30 avril 2020
Point de vigilance sur l’utilisation des outils de gestion numérique des AMAP
Suite à des questionnements remontés par plusieurs AMAP d'Ile-de-France, nous avons étudié avec attention le service numérique proposé aux AMAP par Bio Tout Court. Pour rappel, ce logiciel mis en service en 2019 propose aux AMAP et paysan·ne·s, qui le souhaitent, un outil de gestion permettant le paiement en ligne des contrats, moyennant une commission de 6% sur chaque transaction.
Il apparaît que ce service peut mettre en difficulté les AMAP. En effet, faire intervenir une tierce organisation (ici Bio Tout Court) dans les flux financiers entre les paysans et les amapiens, introduit un intermédiaire, ce qui vient à l’encontre du principe de vente directe propre au modèle AMAP, spécifié dans la Charte des AMAP de 2014 (Lire la publication “Le paiement dématérialisé en AMAP : oui, sous certaines conditions”). De plus cela fait peser des risques concernant le régime fiscal des AMAP (voir la fiche complète ici "Fiscalité des AMAP et réseaux d’AMAP : informations, risques et conseils"). En mettant en place cette tierce organisation dans les flux financiers, on est dans le modèle des groupements d'achats, vente en points relais, e-commerce...
Pour ces raisons, nous recommandons aux AMAP de ne pas retenir cette solution. Les associations qui le feraient prendraient et feraient prendre un risque à l’ensemble du mouvement des AMAP. En cas de contrôle de la Direction Générale de la Concurrence, de la Consommation et de la Répression des Fraudes (DGCCRF), l’AMAP pourrait être accusée de publicité mensongère ou de tromperie du consommateur. Au-delà de l’amende que l’association pourrait avoir, c’est le modèle permettant de faire vivre des centaines de paysan·ne·s et de pérenniser des centaines de fermes qui pourrait être pénalisé.

================

### CONSIGNES
a. Relevez tous les documents de référence cités dans le texte sur les outils de gestion numérique des AMAP.
b. Indiquez si chacune des affirmations suivantes concorde avec le texte sur les outils de gestion numérique des AMAP, en citant les mots décisifs : (i) le logiciel de Bio Tout Court a été mis en service en 2019 ; (ii) la commission prélevée sur chaque transaction est de 4 % ; (iii) le texte conseille aux AMAP d'adopter cette solution.
c. Poursuivez le texte sur les outils de gestion numérique des AMAP à la suite de sa dernière phrase.

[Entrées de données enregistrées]
================

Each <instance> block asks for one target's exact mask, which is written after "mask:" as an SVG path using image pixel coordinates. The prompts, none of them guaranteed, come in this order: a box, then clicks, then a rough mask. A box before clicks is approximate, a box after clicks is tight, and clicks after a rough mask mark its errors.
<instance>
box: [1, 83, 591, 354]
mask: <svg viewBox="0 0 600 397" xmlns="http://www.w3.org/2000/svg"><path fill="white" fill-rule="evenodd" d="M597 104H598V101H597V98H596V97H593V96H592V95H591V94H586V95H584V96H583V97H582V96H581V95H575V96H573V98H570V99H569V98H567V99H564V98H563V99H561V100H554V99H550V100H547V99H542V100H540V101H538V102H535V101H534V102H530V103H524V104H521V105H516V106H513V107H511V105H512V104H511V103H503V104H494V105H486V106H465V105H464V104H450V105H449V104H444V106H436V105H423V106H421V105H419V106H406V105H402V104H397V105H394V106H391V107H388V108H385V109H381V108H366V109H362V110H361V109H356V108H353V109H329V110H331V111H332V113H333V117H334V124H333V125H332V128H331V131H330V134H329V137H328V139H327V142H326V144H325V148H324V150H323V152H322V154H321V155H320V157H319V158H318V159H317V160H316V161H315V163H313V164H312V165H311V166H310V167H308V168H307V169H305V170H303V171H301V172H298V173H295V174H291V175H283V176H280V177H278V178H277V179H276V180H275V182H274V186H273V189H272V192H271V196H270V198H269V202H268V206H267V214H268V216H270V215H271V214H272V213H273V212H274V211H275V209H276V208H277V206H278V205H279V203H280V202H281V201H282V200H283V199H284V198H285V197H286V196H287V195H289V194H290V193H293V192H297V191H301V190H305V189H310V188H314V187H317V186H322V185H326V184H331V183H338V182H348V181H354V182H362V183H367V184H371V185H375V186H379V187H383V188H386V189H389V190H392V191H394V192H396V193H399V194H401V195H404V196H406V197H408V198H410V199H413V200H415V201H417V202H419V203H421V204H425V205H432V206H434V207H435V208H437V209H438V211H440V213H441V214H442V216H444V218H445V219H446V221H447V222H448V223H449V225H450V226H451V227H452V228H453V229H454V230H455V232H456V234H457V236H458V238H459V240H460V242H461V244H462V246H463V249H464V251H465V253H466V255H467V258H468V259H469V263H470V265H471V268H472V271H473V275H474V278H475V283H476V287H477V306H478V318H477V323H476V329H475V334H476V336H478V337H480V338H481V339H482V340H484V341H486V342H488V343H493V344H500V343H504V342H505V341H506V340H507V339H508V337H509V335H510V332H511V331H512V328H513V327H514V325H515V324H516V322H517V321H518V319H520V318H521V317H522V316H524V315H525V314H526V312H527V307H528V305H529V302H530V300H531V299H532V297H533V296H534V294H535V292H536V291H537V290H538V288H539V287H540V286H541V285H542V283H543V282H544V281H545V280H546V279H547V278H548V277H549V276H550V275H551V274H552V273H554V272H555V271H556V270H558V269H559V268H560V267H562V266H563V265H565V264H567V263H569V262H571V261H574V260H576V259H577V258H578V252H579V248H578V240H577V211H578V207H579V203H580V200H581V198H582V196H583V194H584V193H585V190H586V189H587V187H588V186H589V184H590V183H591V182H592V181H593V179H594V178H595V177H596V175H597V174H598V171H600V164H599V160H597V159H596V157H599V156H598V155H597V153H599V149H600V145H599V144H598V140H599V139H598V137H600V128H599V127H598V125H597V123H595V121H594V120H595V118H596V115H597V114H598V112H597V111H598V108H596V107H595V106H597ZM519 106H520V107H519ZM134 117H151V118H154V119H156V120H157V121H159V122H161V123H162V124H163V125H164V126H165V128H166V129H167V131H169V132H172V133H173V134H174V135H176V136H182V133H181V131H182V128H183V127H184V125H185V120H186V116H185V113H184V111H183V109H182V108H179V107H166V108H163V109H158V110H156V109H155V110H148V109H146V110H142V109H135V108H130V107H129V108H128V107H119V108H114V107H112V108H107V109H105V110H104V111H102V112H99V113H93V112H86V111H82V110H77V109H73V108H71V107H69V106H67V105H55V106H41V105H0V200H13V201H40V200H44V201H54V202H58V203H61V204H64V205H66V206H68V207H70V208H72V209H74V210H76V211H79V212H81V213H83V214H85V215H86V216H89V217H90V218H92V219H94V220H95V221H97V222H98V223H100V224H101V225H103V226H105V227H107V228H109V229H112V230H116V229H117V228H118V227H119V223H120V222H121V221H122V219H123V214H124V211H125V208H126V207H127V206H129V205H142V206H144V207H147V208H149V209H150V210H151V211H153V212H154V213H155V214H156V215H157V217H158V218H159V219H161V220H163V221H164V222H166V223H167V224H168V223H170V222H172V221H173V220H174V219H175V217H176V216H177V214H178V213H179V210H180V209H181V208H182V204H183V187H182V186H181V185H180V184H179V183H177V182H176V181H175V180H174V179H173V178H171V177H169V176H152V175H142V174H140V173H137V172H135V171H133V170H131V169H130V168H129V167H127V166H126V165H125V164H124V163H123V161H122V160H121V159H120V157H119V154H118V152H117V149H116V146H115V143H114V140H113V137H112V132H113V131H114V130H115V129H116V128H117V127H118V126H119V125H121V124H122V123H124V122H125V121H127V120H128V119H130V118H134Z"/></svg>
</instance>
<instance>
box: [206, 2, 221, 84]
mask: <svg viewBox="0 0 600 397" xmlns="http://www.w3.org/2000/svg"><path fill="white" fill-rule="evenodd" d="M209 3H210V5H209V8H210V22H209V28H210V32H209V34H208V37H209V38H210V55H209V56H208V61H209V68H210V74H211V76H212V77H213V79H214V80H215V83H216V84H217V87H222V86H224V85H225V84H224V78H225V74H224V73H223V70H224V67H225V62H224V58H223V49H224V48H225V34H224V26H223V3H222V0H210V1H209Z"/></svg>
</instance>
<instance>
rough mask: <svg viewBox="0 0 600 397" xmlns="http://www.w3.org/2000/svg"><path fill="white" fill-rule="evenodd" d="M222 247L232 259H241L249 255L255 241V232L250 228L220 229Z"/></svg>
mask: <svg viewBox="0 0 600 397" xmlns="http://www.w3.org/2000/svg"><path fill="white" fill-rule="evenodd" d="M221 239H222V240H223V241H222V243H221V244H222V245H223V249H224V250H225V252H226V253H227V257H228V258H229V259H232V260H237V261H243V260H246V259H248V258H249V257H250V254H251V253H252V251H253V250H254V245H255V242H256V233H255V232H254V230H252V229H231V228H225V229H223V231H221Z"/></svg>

================

### RÉPONSES PAR TÂCHE
a.
- la Charte des AMAP de 2014
- la publication “Le paiement dématérialisé en AMAP : oui, sous certaines conditions”
- la fiche "Fiscalité des AMAP et réseaux d’AMAP : informations, risques et conseils"

b.
(i) Oui : « ce logiciel mis en service en 2019 »
(ii) Non : « moyennant une commission de 6% sur chaque transaction »
(iii) Non : « nous recommandons aux AMAP de ne pas retenir cette solution »

c.
Le modèle AMAP met tout en œuvre pour permettre un prix rémunérateur pour le paysan et juste pour l’amapien. Une augmentation conséquente du coût du panier peut nuire au principe d’accessibilité d’une alimentation de qualité à tous que nous revendiquons.
Fort d’un ancrage dans les principes et valeurs de l’éducation populaire, nous sommes ouverts à toutes les initiatives et les spécificités venant enrichir le modèle. Nous encourageons toutes celles et ceux qui apportent des solutions d’amélioration, pourvu que cela s’inscrive dans l’esprit de la Charte des AMAP. Nous souhaitons éviter la récupération mercantile des AMAP et les confusions, et nous revendiquons une différence entre AMAP, groupement d’achat, vente en point-relais et e-commerce.
Une AMAP est tout à fait libre de faire appel à un prestataire : pour développer un site web, payer un hébergeur, un logiciel de gestion... La prestation est alors payée par l’AMAP, sur la base des cotisations de ses membres. Cette démarche est en tout point différente d’une solution engageant une rémunération liée aux transactions effectuées entre les amapien·ne·s et les paysan·ne·s. Le paysan est également libre de faire appel à une solution numérique de son choix, pour laquelle il engage des frais uniquement dans le cadre de son entreprise.
Enfin, nous sommes conscients de la charge que fait peser la gestion par chèque des contrats dans la vie de l’AMAP, tant côté bénévoles que côte paysan·ne·s. Des solutions de paiements dématérialisés peuvent être mises en place, lire la publication citée ci-dessus : “Le paiement dématérialisé en AMAP : oui, sous certaines conditions”.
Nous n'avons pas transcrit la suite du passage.